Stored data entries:
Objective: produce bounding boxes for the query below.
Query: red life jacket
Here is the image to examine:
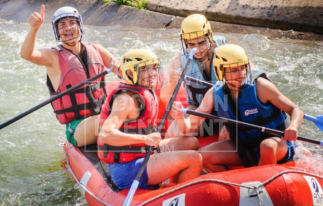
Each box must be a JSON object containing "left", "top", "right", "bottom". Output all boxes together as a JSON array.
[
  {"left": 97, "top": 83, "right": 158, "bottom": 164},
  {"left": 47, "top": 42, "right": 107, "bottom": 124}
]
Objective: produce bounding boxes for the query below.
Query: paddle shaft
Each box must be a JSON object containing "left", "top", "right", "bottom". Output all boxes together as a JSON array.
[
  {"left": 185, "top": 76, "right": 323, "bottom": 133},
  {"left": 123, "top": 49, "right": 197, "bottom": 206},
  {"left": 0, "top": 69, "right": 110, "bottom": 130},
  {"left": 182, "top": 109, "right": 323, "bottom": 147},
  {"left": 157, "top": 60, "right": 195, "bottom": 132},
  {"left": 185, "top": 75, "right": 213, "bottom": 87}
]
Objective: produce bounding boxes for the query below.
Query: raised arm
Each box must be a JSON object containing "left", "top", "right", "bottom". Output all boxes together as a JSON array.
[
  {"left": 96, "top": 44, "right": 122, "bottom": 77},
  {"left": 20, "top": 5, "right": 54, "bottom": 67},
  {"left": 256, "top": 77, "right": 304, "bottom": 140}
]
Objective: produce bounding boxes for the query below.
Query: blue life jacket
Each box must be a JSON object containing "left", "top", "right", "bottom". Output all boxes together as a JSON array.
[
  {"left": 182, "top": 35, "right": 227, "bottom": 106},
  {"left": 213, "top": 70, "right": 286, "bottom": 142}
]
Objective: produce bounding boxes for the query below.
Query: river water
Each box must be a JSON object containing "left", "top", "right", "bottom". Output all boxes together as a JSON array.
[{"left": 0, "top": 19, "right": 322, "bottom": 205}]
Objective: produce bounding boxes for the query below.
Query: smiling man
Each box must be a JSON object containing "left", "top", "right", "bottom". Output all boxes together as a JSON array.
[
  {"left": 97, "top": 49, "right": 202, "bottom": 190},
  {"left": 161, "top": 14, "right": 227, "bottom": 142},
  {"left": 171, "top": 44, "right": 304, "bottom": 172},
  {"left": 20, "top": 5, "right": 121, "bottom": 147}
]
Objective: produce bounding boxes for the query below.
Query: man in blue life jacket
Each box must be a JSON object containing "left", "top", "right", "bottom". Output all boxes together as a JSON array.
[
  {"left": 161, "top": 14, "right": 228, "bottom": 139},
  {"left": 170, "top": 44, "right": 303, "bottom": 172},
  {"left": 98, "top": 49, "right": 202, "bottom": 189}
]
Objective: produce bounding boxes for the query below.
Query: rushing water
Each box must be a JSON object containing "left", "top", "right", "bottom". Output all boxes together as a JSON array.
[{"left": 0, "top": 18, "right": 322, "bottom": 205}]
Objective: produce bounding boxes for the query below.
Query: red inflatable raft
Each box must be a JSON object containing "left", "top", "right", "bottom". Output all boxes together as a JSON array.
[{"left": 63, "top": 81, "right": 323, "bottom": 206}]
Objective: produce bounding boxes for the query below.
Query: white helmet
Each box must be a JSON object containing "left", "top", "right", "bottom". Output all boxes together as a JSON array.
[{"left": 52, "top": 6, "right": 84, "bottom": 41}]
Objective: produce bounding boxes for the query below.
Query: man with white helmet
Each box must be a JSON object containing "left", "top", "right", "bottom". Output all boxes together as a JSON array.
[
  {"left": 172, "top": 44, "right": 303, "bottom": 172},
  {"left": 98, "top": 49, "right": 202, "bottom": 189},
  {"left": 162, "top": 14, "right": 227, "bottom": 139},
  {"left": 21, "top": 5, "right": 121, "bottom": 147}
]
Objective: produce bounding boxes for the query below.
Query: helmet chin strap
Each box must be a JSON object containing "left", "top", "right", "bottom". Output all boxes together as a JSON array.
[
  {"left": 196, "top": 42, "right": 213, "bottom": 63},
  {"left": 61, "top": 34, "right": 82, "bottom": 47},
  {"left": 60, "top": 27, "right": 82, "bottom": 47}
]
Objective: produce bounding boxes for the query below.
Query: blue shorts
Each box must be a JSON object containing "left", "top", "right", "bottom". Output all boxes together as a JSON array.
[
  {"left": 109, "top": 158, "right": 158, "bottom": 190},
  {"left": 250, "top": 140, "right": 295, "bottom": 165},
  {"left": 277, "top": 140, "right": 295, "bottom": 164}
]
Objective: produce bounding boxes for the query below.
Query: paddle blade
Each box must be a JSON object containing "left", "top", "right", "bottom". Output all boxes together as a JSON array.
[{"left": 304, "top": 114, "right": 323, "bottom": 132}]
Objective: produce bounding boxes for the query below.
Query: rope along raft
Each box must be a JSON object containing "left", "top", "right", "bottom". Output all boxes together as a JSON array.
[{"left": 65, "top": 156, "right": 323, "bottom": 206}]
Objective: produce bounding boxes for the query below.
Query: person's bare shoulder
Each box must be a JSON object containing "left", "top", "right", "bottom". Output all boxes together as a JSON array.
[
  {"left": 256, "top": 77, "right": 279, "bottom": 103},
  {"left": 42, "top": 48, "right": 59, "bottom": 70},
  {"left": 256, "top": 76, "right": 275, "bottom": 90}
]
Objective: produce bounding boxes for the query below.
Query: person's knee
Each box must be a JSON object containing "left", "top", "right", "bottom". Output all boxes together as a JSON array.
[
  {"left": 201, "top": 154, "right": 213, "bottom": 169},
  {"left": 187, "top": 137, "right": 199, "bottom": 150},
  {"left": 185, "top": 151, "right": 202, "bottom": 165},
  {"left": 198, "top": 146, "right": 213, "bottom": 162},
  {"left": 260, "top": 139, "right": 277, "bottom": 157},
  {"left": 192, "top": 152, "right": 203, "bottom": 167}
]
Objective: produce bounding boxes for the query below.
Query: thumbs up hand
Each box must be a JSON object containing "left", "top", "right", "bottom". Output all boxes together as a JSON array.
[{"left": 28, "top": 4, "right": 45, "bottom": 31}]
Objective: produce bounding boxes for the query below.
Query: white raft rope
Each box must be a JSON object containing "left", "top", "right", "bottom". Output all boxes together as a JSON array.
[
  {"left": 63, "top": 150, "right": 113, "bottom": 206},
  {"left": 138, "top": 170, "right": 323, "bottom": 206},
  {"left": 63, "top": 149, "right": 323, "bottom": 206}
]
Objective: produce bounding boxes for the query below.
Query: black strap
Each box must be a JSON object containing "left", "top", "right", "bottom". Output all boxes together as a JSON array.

EXERCISE DESCRIPTION
Print again the lines of the entries above that fall between the line holding "Query: thumbs up hand" and the line holding "Query: white raft rope", inclusive, exactly as they stand.

SOLUTION FOR THIS TASK
Query: thumbs up hand
Each box must be a JSON object containing "left", "top", "right", "bottom". Output all boxes together as a JSON array.
[{"left": 28, "top": 4, "right": 45, "bottom": 31}]
Objective: produce bounding boxes for the query below.
Query: white raft rope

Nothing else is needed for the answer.